> _PASSAGE_:

::::::::

Cracker Barrel Old Country Store executives are fortifying their balance sheet by teaming up with a real estate investment firm that is putting billions of dollars to work during the COVID-19 recession on retail real estate.

Lebanon-based Cracker Barrel has connected with Oak Street Real Estate Capital on two separate deals. In the first, the restaurant and retail chain assigned to Oak Street its right to buy back from a trio of entities 64 of its more than 400 locations around the country. Chicago-based Oak Street bought those stores last week for nearly $206 million and then leased them to Cracker Barrel at rents below those under the previous sale-leaseback deal.

In the second deal, Cracker Barrel has agreed to sell another 62 of its restaurants to Oak Street for nearly $150 million before also leasing those back under a long-term deal. Combined, the agreements will place about 19 percent of Cracker Barrel’s real estate in the hands of Oak Street, which earlier this year struck similar deals with Bed Bath & Beyond and Big Lots, among others. Oak Street’s principals early this year said they were aiming to raise $2.5 billion for their fifth fund.

::::::::

> _LISTED RECORDS_:
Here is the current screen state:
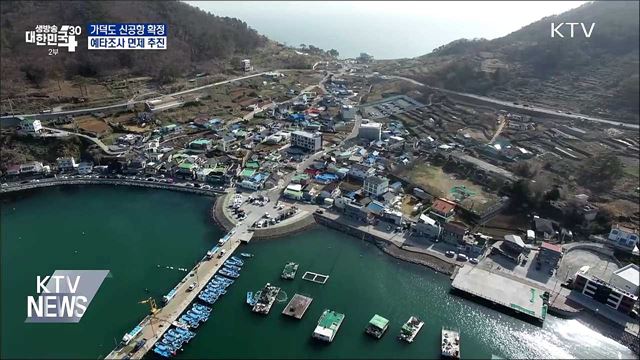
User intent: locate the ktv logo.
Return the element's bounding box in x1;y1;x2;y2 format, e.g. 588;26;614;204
25;270;109;323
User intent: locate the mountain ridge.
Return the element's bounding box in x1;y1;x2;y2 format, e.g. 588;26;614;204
373;1;639;122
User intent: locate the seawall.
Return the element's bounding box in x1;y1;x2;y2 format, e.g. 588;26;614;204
314;213;458;275
211;194;317;241
0;179;221;196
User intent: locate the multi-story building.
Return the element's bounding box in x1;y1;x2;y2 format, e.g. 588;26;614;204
572;271;638;314
441;222;467;245
347;164;376;181
610;264;640;296
20;118;42;135
363;176;389;197
19;161;45;174
358;122;382;141
291;131;322;151
56;157;78;171
340;105;358;121
78;162;93;175
609;224;638;251
189;139;212;152
240;59;253;71
538;242;562;267
414;215;442;240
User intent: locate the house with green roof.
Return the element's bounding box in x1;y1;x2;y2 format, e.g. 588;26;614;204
240;168;257;179
188;139;212;152
244;160;260;170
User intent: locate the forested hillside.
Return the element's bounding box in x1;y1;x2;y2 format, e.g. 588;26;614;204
378;1;639;122
0;1;267;90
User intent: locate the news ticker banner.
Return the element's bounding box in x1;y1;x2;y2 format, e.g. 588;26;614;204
25;23;168;55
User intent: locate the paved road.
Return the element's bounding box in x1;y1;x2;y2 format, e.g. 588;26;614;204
42;126;125;155
0;68;317;120
489;114;507;144
386;75;640;129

::::::::

> _WHAT YOU NEED TO DO_:
1. Decide whether each statement agrees with the article on Cracker Barrel's real estate deals above. For each, answer yes or no and quote the deciding words from the article. (a) Oak Street paid nearly $206 million for the 64 stores. (b) In the second deal, Cracker Barrel will sell 62 restaurants to Oak Street for about $250 million. (c) Together, the agreements will put about 19 percent of Cracker Barrel's real estate in Oak Street's hands.
2. Proceed with the article on Cracker Barrel's real estate deals, beginning after its last sentence.

> _RESPONSES TO THE EXERCISE_:
1.
(a) Yes: "Chicago-based Oak Street bought those stores last week for nearly $206 million"
(b) No: "Cracker Barrel has agreed to sell another 62 of its restaurants to Oak Street for nearly $150 million"
(c) Yes: "Combined, the agreements will place about 19 percent of Cracker Barrel’s real estate in the hands of Oak Street"

2.
In a filing with regulators, the Cracker Barrel team said its Oak Street deals will “bolster its cash reserves and further strengthen its balance sheet in response to the novel coronavirus pandemic and to realize other benefits.” The company expects to take home $130 million after fees and expenses as well as a lower rent bill.

Cracker Barrel CEO Sandy Cochran and her team in March drew down more than $480 million available to them under their revolving credit line and suspended the company’s dividend and buyback programs. The company finished its third fiscal quarter on May 1 with about $363 million in cash and cash equivalents on its balance sheet.

Shares of Cracker Barrel (Ticker: CBRL) were up 2.6 percent to $111.80 in midday trading Tuesday. They began 2020 around $155 and bottom out in March below $55.